The fibre (12.5%) and filler volume fractions were included in the material model, to properly scale internal heat generation from the resin cure reaction, the thermal conductivity, diffusivity and specific heat capacities of the constituents, hence properly modelling the development, retention and flow of heat. The cure kinetics of the resin was previously characterized using a modulated differential scanning calorimeter (DSC) as part of a separate study [10]. As per manufacturing specifications, the gelcoat layer was left to cure for 20 min prior to deposition of the next layer. This action typically occurs within a ± 1-min interval. The output degree of cure and temperature at this time for each of the four conditions was recorded from the RAVEN model, which was then used as inputs for the gelcoat layer component of the system definition post-spray-up. Hence, as the bulk laminate layer underwent its exothermic chemical reaction, it could heat itself and the gelcoat layer further, providing insulation for the latter. Figure 5 provides a visual example of the RAVEN software and the construction of 1D layers in the numerical model.

Results of the cure simulation: effect of process factors

Figures 6, 7, 8 and 9 show the obtained model outputs for degree of cure (DOC) for the gelcoat layer and for the bulk laminate plus gelcoat. The initial gelcoat DOC was determined by a separate simulation step beforehand and used as an initial condition. The target de-moulding time for the bulk laminate was 60 min after deposition, which has been marked on the curves. Following completion of the four process simulation conditions (Figs. 5, 6, 7 and 8), the degrees of cure were noted at the given de-moulding time and tabulated in Table 1. The previously presumed trends on thin/cold laminate leading to a low degree of cure and a thick/hot laminate leading to a high degree of cure held true via the RAVEN runs, per results in Table 1.

## INSTRUCTIONS TO FOLLOW
Repeat, word for word, everything in the cure simulation passage from "Results of the" down to "results in Table 1.".

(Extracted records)
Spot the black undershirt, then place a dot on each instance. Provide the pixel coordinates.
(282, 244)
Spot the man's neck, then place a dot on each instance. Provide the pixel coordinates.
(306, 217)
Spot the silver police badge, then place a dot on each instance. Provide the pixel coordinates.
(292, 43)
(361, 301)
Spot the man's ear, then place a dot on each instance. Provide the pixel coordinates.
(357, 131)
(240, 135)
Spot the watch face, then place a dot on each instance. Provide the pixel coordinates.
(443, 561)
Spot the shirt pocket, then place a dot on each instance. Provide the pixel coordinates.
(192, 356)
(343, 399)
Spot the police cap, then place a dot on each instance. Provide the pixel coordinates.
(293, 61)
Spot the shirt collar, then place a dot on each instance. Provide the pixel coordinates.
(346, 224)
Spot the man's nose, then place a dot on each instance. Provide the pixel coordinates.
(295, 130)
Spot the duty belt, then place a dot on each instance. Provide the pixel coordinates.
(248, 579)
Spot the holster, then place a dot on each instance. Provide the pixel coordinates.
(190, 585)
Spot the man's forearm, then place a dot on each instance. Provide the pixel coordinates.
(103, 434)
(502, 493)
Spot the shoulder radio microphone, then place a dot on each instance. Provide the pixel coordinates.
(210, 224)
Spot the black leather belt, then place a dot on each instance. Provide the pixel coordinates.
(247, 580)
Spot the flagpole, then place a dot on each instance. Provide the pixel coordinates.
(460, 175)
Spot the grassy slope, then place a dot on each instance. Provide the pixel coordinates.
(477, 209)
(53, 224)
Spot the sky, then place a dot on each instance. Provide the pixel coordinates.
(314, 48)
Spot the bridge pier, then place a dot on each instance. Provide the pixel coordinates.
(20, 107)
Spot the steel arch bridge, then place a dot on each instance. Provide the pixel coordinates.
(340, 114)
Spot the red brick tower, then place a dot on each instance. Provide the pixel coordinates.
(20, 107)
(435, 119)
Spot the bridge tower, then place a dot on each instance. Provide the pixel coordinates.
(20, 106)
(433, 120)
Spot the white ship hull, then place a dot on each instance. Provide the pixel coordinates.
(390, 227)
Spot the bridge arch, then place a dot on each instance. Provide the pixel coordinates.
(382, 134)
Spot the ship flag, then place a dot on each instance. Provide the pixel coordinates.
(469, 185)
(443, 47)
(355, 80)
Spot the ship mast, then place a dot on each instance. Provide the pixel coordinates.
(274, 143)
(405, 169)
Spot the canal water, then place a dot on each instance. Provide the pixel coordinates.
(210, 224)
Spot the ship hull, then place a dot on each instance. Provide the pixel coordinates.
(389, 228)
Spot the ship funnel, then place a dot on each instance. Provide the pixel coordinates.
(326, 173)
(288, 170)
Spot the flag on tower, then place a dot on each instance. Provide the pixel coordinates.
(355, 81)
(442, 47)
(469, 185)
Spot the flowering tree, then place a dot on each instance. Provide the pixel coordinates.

## RESPONSE TO THIS TASK
Results of the cure simulation: effect of process factors

Figures 6, 7, 8 and 9 show the obtained model outputs for degree of cure (DOC) for the gelcoat layer and for the bulk laminate plus gelcoat. The initial gelcoat DOC was determined by a separate simulation step beforehand and used as an initial condition. The target de-moulding time for the bulk laminate was 60 min after deposition, which has been marked on the curves. Following completion of the four process simulation conditions (Figs. 5, 6, 7 and 8), the degrees of cure were noted at the given de-moulding time and tabulated in Table 1. The previously presumed trends on thin/cold laminate leading to a low degree of cure and a thick/hot laminate leading to a high degree of cure held true via the RAVEN runs, per results in Table 1.